• WHAT YOU HAVE TO DO:
Repeat exactly the lines of the listing below, please, starting with the first and ending with the line containing "Outline every instance of the shirt button."; leave out the rest.

═════ DATA FOR ANALYSIS ═════

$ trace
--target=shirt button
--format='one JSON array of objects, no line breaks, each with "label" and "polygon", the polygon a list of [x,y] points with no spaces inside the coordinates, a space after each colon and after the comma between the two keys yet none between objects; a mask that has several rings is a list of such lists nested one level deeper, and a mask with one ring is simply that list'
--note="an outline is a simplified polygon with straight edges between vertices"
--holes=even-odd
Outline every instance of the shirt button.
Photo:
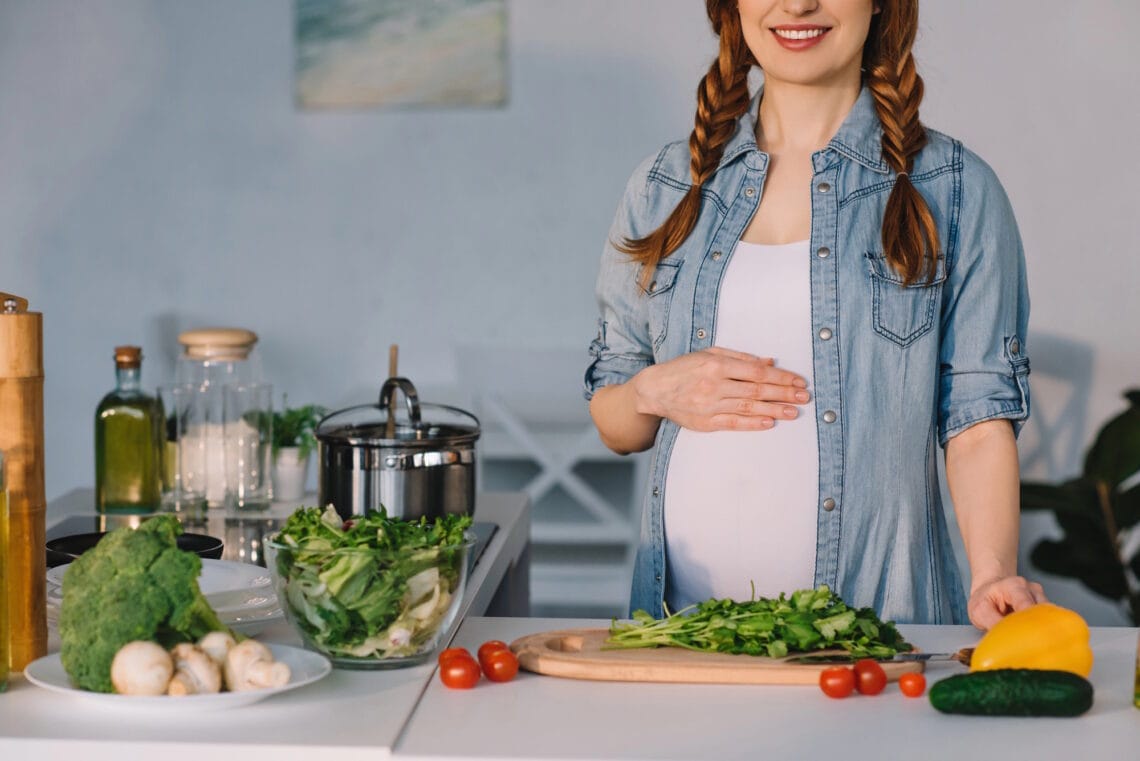
[{"label": "shirt button", "polygon": [[815,252],[815,255],[818,256],[820,259],[826,259],[827,257],[831,256],[831,249],[828,248],[827,246],[824,246],[823,248],[817,250]]},{"label": "shirt button", "polygon": [[652,283],[649,284],[649,292],[653,293],[656,290],[657,290],[657,281],[654,280]]},{"label": "shirt button", "polygon": [[712,258],[713,258],[713,261],[714,261],[714,262],[719,262],[719,261],[720,261],[720,258],[721,258],[722,256],[724,256],[724,254],[722,254],[722,253],[721,253],[721,252],[719,252],[719,251],[713,251],[713,252],[712,252]]},{"label": "shirt button", "polygon": [[700,330],[697,331],[697,338],[704,338],[706,335],[708,335],[708,334],[705,333],[704,328],[701,328]]},{"label": "shirt button", "polygon": [[831,183],[821,182],[815,186],[815,189],[818,190],[820,193],[830,192],[831,191]]},{"label": "shirt button", "polygon": [[833,500],[831,497],[825,499],[823,501],[823,509],[830,513],[835,509],[835,500]]},{"label": "shirt button", "polygon": [[744,189],[744,195],[751,198],[752,196],[756,195],[756,188],[745,188]]},{"label": "shirt button", "polygon": [[1019,351],[1021,351],[1021,342],[1018,341],[1016,338],[1013,339],[1012,341],[1009,342],[1009,350],[1011,352],[1013,352],[1014,354],[1017,354]]},{"label": "shirt button", "polygon": [[658,497],[658,496],[660,496],[660,495],[661,495],[661,490],[660,490],[660,489],[658,489],[656,486],[654,486],[654,487],[653,487],[653,496],[654,496],[654,497]]},{"label": "shirt button", "polygon": [[819,337],[822,338],[824,341],[830,340],[831,339],[831,328],[820,328],[819,329]]},{"label": "shirt button", "polygon": [[661,574],[657,574],[657,575],[656,575],[656,576],[654,576],[653,578],[654,578],[655,580],[657,580],[657,581],[661,581]]},{"label": "shirt button", "polygon": [[823,422],[834,423],[837,417],[839,416],[835,414],[835,410],[828,410],[827,412],[823,413]]}]

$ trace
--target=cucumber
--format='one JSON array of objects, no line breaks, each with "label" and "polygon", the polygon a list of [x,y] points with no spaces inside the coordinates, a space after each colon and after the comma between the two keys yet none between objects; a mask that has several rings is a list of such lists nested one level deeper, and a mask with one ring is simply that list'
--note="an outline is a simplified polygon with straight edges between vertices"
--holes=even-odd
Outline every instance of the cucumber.
[{"label": "cucumber", "polygon": [[1092,707],[1093,686],[1069,671],[975,671],[937,682],[930,703],[971,716],[1080,716]]}]

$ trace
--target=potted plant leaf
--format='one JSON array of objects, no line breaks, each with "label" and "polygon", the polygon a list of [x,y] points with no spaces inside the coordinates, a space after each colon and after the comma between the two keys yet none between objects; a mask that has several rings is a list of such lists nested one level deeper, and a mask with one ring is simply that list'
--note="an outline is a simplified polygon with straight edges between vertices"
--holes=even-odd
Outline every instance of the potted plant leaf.
[{"label": "potted plant leaf", "polygon": [[1128,409],[1100,429],[1081,475],[1061,484],[1023,481],[1021,509],[1052,510],[1064,531],[1033,547],[1034,566],[1124,604],[1140,624],[1140,548],[1126,541],[1140,531],[1140,389],[1124,397]]},{"label": "potted plant leaf", "polygon": [[273,498],[288,501],[304,496],[309,472],[309,455],[317,446],[313,432],[327,414],[324,407],[307,404],[273,413]]}]

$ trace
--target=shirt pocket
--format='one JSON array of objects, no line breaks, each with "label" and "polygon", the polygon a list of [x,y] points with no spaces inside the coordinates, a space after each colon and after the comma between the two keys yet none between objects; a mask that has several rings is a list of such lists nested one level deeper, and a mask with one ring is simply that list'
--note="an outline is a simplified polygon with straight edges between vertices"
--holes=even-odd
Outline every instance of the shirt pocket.
[{"label": "shirt pocket", "polygon": [[653,339],[653,349],[661,348],[665,340],[665,333],[669,325],[669,304],[673,301],[673,284],[677,282],[677,273],[681,269],[681,262],[662,259],[653,270],[653,277],[642,286],[642,292],[649,300],[649,336]]},{"label": "shirt pocket", "polygon": [[872,318],[875,332],[898,344],[909,346],[929,333],[938,319],[942,284],[946,281],[946,260],[938,258],[934,280],[920,275],[910,285],[882,253],[866,254],[871,278]]}]

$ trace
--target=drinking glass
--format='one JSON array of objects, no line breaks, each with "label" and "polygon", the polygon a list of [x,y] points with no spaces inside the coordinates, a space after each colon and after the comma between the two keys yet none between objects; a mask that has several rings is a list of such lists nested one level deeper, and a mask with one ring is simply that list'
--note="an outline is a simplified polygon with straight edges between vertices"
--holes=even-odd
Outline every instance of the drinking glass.
[{"label": "drinking glass", "polygon": [[209,483],[205,435],[208,400],[197,386],[179,383],[159,386],[166,413],[162,452],[162,509],[189,522],[206,517]]},{"label": "drinking glass", "polygon": [[273,386],[227,384],[222,415],[226,456],[226,507],[268,510],[272,500]]}]

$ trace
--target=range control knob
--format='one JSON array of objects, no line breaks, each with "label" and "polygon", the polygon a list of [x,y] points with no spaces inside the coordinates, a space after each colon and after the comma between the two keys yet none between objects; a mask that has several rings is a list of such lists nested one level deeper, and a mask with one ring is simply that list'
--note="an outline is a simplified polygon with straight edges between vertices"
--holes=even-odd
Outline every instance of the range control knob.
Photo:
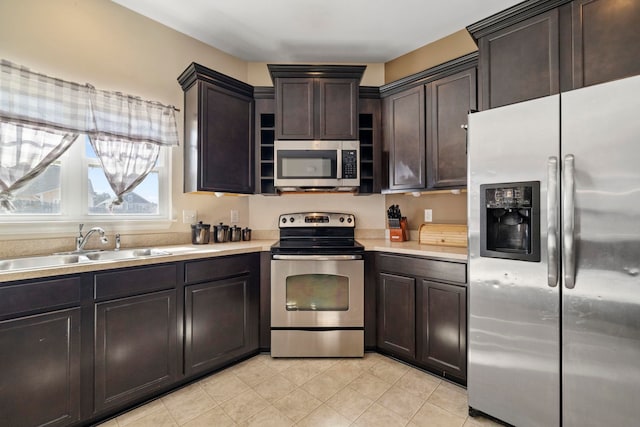
[{"label": "range control knob", "polygon": [[286,223],[287,222],[287,218],[282,218],[282,223]]},{"label": "range control knob", "polygon": [[289,222],[293,222],[295,219],[293,217],[289,218]]},{"label": "range control knob", "polygon": [[340,217],[340,222],[344,222],[344,217],[343,216]]},{"label": "range control knob", "polygon": [[352,220],[351,218],[347,218],[347,222],[348,222],[349,224],[351,224],[351,222],[352,222],[352,221],[353,221],[353,220]]}]

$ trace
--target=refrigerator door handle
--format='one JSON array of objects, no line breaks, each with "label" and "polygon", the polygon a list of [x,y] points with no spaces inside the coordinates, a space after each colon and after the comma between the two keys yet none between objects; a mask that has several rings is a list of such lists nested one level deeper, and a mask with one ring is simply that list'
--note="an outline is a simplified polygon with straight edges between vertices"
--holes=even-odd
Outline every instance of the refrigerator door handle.
[{"label": "refrigerator door handle", "polygon": [[563,245],[562,258],[564,260],[564,286],[573,289],[576,280],[575,254],[575,172],[573,154],[564,157],[562,195]]},{"label": "refrigerator door handle", "polygon": [[558,285],[558,158],[547,162],[547,284]]}]

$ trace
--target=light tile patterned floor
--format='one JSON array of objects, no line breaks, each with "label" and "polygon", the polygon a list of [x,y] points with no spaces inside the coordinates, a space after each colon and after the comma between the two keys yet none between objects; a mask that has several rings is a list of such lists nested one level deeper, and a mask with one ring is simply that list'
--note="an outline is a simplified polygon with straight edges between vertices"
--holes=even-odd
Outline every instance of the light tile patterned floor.
[{"label": "light tile patterned floor", "polygon": [[479,427],[464,388],[377,353],[363,359],[260,354],[102,427]]}]

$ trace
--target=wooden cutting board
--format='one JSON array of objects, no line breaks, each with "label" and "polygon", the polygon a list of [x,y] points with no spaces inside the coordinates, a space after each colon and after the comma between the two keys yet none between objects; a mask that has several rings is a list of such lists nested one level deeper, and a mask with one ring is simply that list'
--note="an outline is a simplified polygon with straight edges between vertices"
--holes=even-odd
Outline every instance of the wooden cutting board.
[{"label": "wooden cutting board", "polygon": [[465,224],[424,223],[420,226],[421,245],[467,247],[467,226]]}]

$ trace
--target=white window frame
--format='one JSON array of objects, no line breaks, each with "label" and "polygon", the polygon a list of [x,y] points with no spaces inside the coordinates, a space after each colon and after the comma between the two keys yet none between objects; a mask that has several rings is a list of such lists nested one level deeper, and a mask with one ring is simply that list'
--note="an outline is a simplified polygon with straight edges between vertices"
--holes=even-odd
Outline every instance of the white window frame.
[{"label": "white window frame", "polygon": [[[171,226],[171,150],[174,147],[163,146],[160,149],[158,165],[158,213],[155,215],[126,214],[89,214],[88,204],[88,168],[96,164],[85,155],[86,136],[80,135],[69,149],[54,163],[60,168],[60,206],[59,214],[42,215],[0,215],[0,236],[7,235],[55,235],[78,231],[78,224],[85,229],[100,226],[108,233],[164,230]],[[74,161],[82,159],[82,161]],[[97,162],[99,165],[99,161]]]}]

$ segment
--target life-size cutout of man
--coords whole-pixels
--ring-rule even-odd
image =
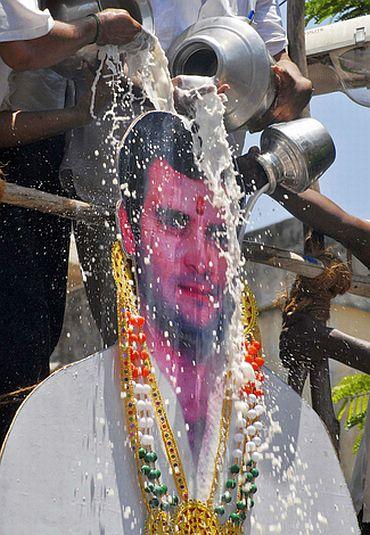
[[[151,113],[144,123],[131,131],[126,148],[145,128],[157,136],[139,151],[121,151],[120,175],[130,196],[119,213],[127,214],[134,234],[148,350],[177,393],[197,457],[211,390],[225,369],[233,308],[226,292],[226,224],[180,119]],[[148,162],[145,169],[141,162]]]
[[[268,374],[267,407],[278,413],[265,422],[273,436],[260,461],[260,397],[225,392],[236,357],[227,353],[232,242],[190,139],[179,117],[150,112],[123,141],[118,351],[58,371],[25,401],[0,453],[4,533],[356,533],[312,409]],[[257,374],[258,348],[247,344]],[[234,370],[246,394],[248,362]]]
[[[147,145],[140,144],[142,139],[150,141]],[[258,342],[247,345],[246,360],[253,363],[258,388],[250,390],[254,383],[253,372],[251,375],[244,369],[245,392],[252,392],[252,395],[239,397],[238,389],[231,394],[226,379],[232,360],[227,354],[228,338],[231,316],[238,304],[228,294],[226,221],[213,204],[207,177],[201,175],[194,163],[191,135],[178,117],[158,112],[147,114],[130,130],[124,145],[120,156],[123,189],[123,202],[118,212],[120,229],[124,249],[135,259],[139,312],[145,318],[142,331],[159,391],[162,398],[167,399],[167,410],[171,412],[172,430],[181,452],[189,497],[198,500],[198,504],[211,504],[210,510],[216,512],[220,522],[215,528],[217,533],[224,533],[221,530],[226,530],[227,526],[235,529],[230,533],[248,533],[258,487],[257,461],[262,457],[259,380],[262,379],[263,359],[258,356]],[[133,329],[132,332],[137,333],[136,325],[134,321],[132,326],[129,318],[126,330]],[[122,347],[122,341],[120,345]],[[142,401],[140,395],[156,393],[156,387],[147,380],[150,365],[145,358],[138,358],[141,347],[135,339],[131,345],[129,334],[128,346],[125,346],[127,365],[132,366],[133,392],[139,395],[139,402]],[[150,389],[143,390],[142,383],[150,385]],[[225,416],[225,399],[230,394],[234,399]],[[245,400],[248,401],[243,404]],[[138,400],[136,406],[137,403]],[[160,418],[157,414],[157,420],[161,421]],[[163,464],[161,443],[163,440],[166,444],[168,429],[163,428],[161,437],[152,427],[145,429],[147,424],[147,416],[140,415],[137,468],[142,488],[146,489],[149,504],[154,509],[153,518],[156,518],[159,513],[155,508],[167,511],[169,503],[171,512],[173,499],[160,492],[163,480],[164,488],[171,484],[168,483],[171,475],[167,476],[168,468]],[[227,439],[220,457],[223,433]],[[176,451],[172,439],[169,440]],[[156,486],[151,485],[153,472],[148,471],[155,470],[156,465],[147,464],[147,460],[153,458],[153,450],[155,459],[158,455],[162,474],[159,494],[155,494]],[[214,487],[216,473],[219,477]],[[176,484],[176,469],[170,469],[170,474],[175,474]],[[184,496],[179,494],[176,498],[181,504]],[[199,509],[189,508],[186,513],[188,518],[194,519],[193,530],[189,533],[198,533],[195,517]],[[184,528],[186,522],[182,524],[178,518],[177,522],[180,529]],[[209,519],[205,529],[211,526]]]

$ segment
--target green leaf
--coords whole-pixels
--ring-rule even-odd
[[[357,453],[360,447],[369,397],[370,375],[363,373],[343,377],[332,389],[333,403],[341,403],[337,416],[338,420],[343,420],[347,413],[344,428],[349,430],[357,427],[359,430],[353,446],[354,453]]]
[[[368,397],[366,397],[366,396],[362,396],[360,399],[361,399],[361,401],[362,401],[361,412],[366,412],[366,410],[367,410],[367,404],[368,404]]]
[[[353,408],[354,408],[354,400],[352,398],[348,406],[347,422],[349,422],[351,418],[353,417]]]
[[[337,420],[341,421],[347,409],[347,400],[345,399],[338,411]]]
[[[359,433],[357,435],[355,443],[353,444],[353,448],[352,448],[353,453],[358,453],[358,450],[360,449],[360,444],[361,444],[361,440],[362,440],[363,436],[364,436],[363,432]]]
[[[332,399],[335,404],[361,394],[367,396],[370,394],[370,375],[364,373],[347,375],[332,389]]]
[[[306,24],[311,20],[348,20],[370,14],[370,0],[306,0]]]
[[[352,429],[352,427],[355,427],[356,425],[364,424],[365,419],[366,419],[366,411],[355,414],[351,418],[347,418],[345,429],[347,429],[348,431],[349,429]]]

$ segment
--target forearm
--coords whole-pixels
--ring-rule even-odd
[[[38,39],[0,43],[0,56],[18,71],[47,68],[92,43],[95,35],[96,21],[93,17],[69,24],[56,21],[53,29]]]
[[[285,318],[280,334],[280,358],[285,367],[309,366],[323,358],[370,373],[370,342],[316,321],[304,311]]]
[[[1,112],[0,147],[26,145],[62,134],[88,121],[77,108],[45,112]]]
[[[370,374],[370,342],[337,329],[328,329],[328,333],[325,345],[330,358]]]
[[[370,223],[349,215],[312,189],[296,194],[278,186],[271,196],[302,223],[340,242],[370,268]]]

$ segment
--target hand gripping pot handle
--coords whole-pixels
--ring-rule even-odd
[[[41,9],[49,9],[62,22],[71,22],[104,9],[126,9],[145,30],[154,31],[154,19],[149,0],[40,0]]]

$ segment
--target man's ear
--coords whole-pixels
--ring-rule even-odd
[[[123,202],[120,203],[117,214],[123,247],[128,255],[133,256],[136,253],[135,238]]]

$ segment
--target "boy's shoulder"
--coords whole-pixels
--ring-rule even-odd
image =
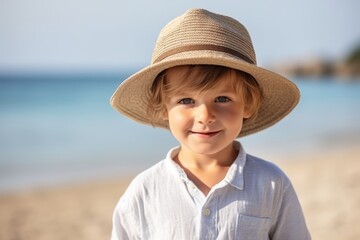
[[[136,175],[130,182],[123,197],[136,197],[156,192],[174,179],[169,162],[164,159]],[[158,189],[159,188],[159,189]]]
[[[289,178],[275,163],[261,159],[259,157],[247,154],[245,164],[245,174],[261,177],[262,179],[271,179],[281,182],[289,182]]]
[[[154,181],[159,181],[163,177],[168,175],[166,159],[161,160],[153,166],[143,170],[134,177],[131,181],[131,185],[147,186],[152,184]]]

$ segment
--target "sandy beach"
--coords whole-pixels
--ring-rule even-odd
[[[360,148],[291,158],[277,164],[292,179],[313,239],[360,239]],[[1,195],[0,239],[109,239],[113,209],[130,179]]]

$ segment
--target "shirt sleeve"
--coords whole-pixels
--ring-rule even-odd
[[[113,214],[111,240],[140,239],[134,213],[131,212],[124,199],[120,199]]]
[[[290,180],[285,177],[277,220],[272,227],[272,240],[311,240],[305,218]]]

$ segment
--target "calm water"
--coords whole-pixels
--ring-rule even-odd
[[[109,105],[128,75],[0,75],[0,192],[121,176],[162,159],[176,145],[171,135],[133,123]],[[299,106],[242,139],[248,152],[272,160],[359,144],[360,81],[295,81]]]

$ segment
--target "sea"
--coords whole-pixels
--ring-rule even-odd
[[[0,194],[130,176],[163,159],[178,144],[171,134],[109,104],[132,72],[0,73]],[[276,162],[360,147],[360,79],[291,80],[299,105],[273,127],[240,138],[248,153]]]

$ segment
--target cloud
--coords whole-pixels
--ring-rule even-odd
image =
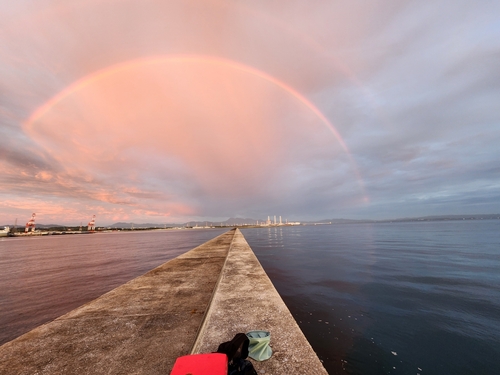
[[[220,216],[270,204],[293,213],[288,199],[303,207],[297,194],[315,188],[312,173],[325,177],[325,163],[354,175],[341,140],[289,90],[228,64],[181,62],[111,68],[48,101],[24,130],[58,169],[37,171],[31,186],[144,212],[156,205],[165,216]]]
[[[0,221],[500,209],[495,3],[0,7]]]

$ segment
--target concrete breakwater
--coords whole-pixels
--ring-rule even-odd
[[[0,374],[168,374],[181,355],[271,332],[265,374],[326,374],[239,230],[0,347]]]

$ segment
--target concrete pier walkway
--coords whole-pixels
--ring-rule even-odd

═════

• RESPONSE:
$ trace
--target=shirt button
--format='one JSON array of objects, no line breaks, each with "label" and "polygon", the polygon a list of [x,y] points with no spaces inside the coordinates, a space after each colon and after the comma between the two keys yet none between objects; a mask that has several rings is a list of such lists nested one level deeper, and a mask with one ring is simply that list'
--note="an outline is a simplified polygon with straight edges between vertices"
--holes=even-odd
Outline every instance of the shirt button.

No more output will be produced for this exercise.